→ **What you will do**:
Continue the biography of Morris Overstreet from the end of its last sentence.

→ **Exercise text**:
Judge, Texas Court of Criminal Appeals
- In office January 1, 1991 – December 31, 1998
- Preceded by: Louis Sturns
- Succeeded by: Cheryl Johnson

Personal details
- Born: July 10, 1950 Amarillo, Texas, U.S.
- Died: March 3, 2024 (aged 73) Houston, Texas, U.S.
- Party: Democratic
- Spouse(s): Carla F. Ortique, MD
- Alma mater: Angelo State University (B.A.) Texas Southern University School of Law (J.D.)
- Occupation: Lawyer

= Morris Overstreet =

American judge (1950–2024)

Morris L. Overstreet (July 10, 1950 – March 3, 2024) was an American judge. He was the first African-American elected to a statewide office in the history of the State of Texas. He was twice elected to serve on the state's highest criminal appellate court, the Texas Court of Criminal Appeals, serving from 1991 through 1998. As a member of the court, he authored over 500 opinions.

==Education==
Overstreet was a graduate of Amarillo High School in Amarillo. He earned a Bachelor of Arts degree in Sociology with minors in Biology and Chemistry from Angelo State University in San Angelo, Texas. He earned a Juris Doctor Degree from Texas Southern University School of Law in Houston, Texas in 1975.

→ **Records supplied**:

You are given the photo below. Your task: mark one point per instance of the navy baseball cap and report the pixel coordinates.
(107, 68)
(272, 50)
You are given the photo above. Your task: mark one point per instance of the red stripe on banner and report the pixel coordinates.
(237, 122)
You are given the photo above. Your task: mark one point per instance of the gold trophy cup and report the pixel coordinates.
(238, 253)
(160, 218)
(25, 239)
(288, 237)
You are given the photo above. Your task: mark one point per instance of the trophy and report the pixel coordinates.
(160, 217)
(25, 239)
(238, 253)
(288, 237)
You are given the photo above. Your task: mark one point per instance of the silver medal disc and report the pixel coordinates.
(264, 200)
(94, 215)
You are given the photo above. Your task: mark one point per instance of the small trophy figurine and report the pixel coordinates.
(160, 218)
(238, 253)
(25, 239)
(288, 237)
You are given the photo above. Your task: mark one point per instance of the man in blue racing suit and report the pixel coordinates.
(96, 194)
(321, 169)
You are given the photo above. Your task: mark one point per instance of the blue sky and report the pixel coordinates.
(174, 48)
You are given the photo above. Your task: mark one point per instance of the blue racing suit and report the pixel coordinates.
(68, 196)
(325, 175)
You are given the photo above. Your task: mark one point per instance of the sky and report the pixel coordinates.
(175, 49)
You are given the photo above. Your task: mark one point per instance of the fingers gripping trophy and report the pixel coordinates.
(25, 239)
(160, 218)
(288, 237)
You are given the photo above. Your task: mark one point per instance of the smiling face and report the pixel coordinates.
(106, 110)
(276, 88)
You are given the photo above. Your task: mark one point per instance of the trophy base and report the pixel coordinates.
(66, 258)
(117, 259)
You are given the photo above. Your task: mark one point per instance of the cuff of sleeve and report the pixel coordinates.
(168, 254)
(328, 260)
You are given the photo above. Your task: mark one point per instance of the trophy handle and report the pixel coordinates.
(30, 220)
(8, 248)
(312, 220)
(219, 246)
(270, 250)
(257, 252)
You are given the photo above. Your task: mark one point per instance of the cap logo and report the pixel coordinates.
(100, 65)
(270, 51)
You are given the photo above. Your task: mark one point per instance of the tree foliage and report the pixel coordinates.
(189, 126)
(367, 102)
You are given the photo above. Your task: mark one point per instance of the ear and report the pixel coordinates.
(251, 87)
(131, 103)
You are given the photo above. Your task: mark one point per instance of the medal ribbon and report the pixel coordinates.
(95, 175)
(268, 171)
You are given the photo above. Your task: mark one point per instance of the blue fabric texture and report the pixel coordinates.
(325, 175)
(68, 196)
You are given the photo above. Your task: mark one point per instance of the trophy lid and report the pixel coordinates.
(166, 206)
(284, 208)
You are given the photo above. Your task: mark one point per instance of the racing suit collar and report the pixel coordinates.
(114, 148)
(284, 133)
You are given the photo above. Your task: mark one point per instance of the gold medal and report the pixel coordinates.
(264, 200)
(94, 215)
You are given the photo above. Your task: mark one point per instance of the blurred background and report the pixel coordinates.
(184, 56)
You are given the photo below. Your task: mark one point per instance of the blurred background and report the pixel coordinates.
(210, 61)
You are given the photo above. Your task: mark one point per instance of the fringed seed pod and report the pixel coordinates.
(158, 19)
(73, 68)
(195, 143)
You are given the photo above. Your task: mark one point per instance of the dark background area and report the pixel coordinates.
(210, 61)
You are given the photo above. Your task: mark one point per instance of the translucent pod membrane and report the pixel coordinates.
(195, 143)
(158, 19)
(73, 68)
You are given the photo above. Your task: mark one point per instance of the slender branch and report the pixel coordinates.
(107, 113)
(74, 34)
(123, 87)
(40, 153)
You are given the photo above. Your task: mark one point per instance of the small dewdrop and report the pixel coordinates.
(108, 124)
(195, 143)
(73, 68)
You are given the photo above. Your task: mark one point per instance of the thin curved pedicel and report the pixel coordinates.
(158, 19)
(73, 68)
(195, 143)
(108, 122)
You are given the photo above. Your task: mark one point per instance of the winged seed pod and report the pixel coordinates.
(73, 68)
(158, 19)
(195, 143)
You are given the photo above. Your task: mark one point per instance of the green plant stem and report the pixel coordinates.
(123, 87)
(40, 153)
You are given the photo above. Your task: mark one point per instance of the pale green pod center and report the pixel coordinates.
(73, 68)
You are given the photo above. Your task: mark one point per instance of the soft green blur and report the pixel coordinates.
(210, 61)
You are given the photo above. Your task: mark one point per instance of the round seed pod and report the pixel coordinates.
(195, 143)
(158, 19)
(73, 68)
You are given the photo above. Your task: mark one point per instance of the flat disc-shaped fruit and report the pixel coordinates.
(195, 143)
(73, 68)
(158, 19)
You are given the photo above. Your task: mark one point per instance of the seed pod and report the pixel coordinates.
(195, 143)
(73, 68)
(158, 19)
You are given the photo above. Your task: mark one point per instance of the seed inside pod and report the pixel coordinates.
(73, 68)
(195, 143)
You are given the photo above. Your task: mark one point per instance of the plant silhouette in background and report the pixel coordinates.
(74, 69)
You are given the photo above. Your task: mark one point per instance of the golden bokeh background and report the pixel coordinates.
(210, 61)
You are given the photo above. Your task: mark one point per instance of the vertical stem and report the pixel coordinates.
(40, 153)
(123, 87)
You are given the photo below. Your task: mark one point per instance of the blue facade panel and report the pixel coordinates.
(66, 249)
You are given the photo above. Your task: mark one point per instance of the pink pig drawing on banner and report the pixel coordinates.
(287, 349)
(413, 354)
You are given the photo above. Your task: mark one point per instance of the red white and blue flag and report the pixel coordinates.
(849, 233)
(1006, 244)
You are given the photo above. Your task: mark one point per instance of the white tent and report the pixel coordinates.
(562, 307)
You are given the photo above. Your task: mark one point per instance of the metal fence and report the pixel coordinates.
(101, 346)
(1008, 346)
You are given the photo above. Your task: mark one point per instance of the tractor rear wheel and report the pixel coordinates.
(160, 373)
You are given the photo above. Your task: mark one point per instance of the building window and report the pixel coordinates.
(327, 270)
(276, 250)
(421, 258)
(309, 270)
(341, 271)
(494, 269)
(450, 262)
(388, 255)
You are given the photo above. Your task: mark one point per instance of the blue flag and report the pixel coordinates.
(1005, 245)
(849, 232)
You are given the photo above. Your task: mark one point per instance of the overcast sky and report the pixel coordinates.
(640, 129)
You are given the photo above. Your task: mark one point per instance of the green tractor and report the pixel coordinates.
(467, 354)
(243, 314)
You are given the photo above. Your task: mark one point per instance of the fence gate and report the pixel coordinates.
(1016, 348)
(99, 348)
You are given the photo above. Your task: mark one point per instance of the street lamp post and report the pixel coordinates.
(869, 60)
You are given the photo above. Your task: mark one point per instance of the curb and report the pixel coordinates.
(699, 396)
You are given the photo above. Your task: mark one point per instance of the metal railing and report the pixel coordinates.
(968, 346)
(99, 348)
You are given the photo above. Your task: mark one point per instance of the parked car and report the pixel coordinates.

→ **Output**:
==Career==
Before joining the Court of Criminal Appeals, Overstreet served for five years as a prosecutor in the 47th Judicial District at the District Attorney’s Office in Amarillo, where he advanced to first assistant district attorney. He also presided over the Potter County Court at Law Number 1 in Amarillo for four years. As a prosecutor and trial judge involved in hundreds of jury trials and thousands of non-jury trials, Overstreet never had a criminal conviction reversed on appeal because of any error committed by him.

Overstreet chose not to seek re-election to the court in 1998, and ran for attorney general of Texas that year instead. He lost the Democratic primary to former attorney general Jim Mattox.

In January 1999, he qualified as a certified contract advisor with the National Football League Players Association and was authorized to negotiate contracts between players and NFL clubs. He was a life member of the National Bar Association and was also a member of the American Bar Association, and served as a former chair of the Judicial Council Division. Overstreet was also the president of the Auxiliary to the National Medical Association.

From August 1999 to May 2000, he served as the distinguished visiting professor of law at his alma mater, Thurgood Marshall School of Law, Texas Southern University in Houston, Texas. In September 2002, Overstreet returned to Texas Southern University, where he served as the director of the Legal Clinic and professor of evidence and criminal procedure for four years.

In private practice, Overstreet served as general counsel to the Texas State Baptist Convention and chair of its statewide Bible Drill Competition. He also served as the national legal counsel for Phi Beta Sigma fraternity and was a former chair of the State Bar Crime Victims Committee.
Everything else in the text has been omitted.